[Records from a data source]
***

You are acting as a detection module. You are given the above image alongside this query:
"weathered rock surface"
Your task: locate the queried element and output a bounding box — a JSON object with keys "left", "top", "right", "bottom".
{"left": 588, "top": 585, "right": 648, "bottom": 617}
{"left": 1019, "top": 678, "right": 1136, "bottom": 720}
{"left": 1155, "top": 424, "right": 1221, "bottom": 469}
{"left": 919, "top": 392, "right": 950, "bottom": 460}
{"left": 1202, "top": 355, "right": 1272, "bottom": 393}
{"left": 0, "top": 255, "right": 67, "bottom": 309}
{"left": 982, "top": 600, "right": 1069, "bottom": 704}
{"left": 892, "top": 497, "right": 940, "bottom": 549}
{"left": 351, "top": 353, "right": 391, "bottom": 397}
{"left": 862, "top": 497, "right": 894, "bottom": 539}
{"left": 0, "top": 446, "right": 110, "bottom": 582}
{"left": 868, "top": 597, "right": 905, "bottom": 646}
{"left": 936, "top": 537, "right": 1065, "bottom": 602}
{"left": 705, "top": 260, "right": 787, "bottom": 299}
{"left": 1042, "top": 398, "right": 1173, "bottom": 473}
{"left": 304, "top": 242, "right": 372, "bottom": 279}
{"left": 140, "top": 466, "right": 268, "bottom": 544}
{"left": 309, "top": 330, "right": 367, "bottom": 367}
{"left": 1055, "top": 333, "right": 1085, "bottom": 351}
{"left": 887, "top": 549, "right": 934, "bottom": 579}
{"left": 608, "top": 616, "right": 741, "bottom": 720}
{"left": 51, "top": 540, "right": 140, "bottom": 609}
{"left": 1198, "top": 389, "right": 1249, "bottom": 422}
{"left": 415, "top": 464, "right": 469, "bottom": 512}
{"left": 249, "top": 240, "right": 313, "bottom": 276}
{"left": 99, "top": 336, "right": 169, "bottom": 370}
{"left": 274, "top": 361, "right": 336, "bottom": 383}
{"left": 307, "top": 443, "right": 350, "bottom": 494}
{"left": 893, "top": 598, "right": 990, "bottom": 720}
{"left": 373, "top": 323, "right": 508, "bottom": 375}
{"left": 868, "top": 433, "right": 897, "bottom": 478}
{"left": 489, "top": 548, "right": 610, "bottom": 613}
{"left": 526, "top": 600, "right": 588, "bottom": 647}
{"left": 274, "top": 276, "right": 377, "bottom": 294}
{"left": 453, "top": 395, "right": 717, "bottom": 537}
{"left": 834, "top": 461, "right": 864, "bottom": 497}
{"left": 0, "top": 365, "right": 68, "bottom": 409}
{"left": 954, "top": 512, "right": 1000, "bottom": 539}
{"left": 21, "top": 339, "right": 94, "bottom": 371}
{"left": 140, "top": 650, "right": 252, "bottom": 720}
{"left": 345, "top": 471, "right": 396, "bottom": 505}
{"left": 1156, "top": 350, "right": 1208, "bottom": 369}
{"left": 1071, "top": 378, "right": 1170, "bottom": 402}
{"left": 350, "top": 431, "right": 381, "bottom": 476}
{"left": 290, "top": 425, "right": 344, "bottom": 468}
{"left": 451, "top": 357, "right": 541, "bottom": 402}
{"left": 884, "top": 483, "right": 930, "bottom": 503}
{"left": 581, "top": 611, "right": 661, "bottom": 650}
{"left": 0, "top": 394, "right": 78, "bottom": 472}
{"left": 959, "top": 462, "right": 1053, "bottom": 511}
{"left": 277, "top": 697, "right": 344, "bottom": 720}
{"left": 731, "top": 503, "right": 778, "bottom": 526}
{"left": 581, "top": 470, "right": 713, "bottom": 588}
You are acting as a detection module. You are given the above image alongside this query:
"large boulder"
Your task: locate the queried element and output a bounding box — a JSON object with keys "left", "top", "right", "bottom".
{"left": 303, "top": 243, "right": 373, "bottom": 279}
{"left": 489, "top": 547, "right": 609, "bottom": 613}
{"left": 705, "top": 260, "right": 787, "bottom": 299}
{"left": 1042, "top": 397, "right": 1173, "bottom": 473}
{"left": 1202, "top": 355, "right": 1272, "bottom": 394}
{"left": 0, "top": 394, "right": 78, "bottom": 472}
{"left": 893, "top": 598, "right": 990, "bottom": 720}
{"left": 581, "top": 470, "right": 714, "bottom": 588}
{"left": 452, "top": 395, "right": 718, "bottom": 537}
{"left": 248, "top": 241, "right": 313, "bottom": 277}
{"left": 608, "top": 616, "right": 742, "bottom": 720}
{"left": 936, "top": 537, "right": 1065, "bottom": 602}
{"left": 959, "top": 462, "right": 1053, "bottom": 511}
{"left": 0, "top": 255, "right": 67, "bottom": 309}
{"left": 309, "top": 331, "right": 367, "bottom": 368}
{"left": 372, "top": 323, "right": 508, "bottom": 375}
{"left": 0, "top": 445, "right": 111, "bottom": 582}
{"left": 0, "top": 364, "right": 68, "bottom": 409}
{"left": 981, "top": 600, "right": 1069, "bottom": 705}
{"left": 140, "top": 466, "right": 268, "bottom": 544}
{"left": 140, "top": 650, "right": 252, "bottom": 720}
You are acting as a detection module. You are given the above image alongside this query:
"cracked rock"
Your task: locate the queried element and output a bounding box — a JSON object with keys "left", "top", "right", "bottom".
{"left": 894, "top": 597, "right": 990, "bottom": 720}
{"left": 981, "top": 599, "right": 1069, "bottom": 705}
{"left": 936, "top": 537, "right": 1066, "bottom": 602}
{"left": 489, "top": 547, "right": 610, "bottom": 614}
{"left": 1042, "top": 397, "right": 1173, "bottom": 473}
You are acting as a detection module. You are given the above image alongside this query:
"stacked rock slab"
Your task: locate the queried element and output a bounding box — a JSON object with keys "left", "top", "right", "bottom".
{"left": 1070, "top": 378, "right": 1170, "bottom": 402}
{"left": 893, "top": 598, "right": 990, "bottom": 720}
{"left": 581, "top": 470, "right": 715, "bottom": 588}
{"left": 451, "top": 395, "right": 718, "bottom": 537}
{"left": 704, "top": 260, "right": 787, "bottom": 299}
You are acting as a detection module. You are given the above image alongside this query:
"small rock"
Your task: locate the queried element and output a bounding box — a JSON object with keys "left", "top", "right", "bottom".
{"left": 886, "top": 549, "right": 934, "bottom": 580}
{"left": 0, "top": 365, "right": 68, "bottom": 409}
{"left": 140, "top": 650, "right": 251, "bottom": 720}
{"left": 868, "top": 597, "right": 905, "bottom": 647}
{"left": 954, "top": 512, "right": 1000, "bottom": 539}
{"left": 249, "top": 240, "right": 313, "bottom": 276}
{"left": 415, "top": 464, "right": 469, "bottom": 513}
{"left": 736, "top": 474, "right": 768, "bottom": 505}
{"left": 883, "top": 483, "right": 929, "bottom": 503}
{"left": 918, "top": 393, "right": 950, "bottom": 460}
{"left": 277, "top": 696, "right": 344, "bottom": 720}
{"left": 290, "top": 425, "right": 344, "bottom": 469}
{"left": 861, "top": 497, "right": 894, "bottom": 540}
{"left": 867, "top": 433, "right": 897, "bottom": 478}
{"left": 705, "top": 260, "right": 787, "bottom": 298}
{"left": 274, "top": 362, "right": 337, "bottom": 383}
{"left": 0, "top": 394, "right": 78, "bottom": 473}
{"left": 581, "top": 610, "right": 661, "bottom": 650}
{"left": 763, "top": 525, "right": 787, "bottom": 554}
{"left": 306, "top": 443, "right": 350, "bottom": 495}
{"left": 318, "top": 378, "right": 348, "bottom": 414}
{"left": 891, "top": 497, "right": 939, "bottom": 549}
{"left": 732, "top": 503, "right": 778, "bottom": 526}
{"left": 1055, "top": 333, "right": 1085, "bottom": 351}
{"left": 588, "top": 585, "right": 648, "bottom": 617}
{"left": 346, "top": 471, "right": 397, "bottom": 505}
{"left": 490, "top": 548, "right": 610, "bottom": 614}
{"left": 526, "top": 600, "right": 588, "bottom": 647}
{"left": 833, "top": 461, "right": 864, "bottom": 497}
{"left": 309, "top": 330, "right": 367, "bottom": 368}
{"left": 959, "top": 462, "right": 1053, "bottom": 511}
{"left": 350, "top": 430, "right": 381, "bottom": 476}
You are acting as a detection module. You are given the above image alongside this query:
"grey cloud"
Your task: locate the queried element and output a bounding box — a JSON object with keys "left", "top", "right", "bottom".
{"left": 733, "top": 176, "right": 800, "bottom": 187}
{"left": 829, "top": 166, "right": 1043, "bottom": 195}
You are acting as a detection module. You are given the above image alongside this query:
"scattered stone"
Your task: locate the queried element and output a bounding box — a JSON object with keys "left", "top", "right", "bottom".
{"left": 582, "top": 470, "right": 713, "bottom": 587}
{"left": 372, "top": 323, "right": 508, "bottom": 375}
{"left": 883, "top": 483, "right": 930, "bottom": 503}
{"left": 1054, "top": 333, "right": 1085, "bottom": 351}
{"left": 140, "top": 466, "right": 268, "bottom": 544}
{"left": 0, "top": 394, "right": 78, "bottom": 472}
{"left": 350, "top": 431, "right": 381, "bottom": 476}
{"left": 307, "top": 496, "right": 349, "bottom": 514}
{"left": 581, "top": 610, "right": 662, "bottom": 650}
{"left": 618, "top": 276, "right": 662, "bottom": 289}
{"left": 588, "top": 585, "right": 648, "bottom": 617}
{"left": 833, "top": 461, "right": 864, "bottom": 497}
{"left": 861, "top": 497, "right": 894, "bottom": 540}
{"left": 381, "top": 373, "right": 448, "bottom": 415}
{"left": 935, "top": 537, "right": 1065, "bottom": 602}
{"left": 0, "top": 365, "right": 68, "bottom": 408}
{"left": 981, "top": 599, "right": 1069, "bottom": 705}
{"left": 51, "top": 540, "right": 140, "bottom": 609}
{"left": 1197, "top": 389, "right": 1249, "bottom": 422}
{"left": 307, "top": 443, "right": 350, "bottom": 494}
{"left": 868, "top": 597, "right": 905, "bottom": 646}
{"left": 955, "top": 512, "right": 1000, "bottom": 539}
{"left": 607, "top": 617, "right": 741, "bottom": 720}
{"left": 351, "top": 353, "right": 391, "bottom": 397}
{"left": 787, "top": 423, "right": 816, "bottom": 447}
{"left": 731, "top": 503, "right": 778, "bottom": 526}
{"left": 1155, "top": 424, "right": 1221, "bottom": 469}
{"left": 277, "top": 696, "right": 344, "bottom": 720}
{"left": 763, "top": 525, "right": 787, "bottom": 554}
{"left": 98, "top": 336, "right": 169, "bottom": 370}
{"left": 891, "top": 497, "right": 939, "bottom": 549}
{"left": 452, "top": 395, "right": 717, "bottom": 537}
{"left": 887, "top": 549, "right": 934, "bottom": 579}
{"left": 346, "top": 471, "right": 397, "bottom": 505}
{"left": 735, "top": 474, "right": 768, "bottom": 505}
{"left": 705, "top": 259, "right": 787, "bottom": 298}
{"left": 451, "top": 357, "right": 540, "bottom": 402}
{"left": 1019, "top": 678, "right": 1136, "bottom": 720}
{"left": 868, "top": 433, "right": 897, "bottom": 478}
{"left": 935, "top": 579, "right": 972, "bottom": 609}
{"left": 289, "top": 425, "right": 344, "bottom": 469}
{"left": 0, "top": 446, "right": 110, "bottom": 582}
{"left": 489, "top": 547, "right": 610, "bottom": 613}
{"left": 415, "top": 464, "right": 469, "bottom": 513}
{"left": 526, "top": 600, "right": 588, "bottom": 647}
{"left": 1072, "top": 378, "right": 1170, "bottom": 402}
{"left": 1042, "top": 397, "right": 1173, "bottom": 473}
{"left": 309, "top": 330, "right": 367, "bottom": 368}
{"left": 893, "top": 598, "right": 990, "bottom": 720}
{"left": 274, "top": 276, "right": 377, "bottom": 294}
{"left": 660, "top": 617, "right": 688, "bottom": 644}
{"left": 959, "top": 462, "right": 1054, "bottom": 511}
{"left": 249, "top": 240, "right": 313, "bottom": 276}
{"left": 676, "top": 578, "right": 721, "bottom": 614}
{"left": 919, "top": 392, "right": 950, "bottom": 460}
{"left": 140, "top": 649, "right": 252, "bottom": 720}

***

Scan the records above and report every line with the string "rock".

[ANSWER FOR THE TASK]:
"weathered rock surface"
"cracked rock"
"stacked rock slab"
"small rock"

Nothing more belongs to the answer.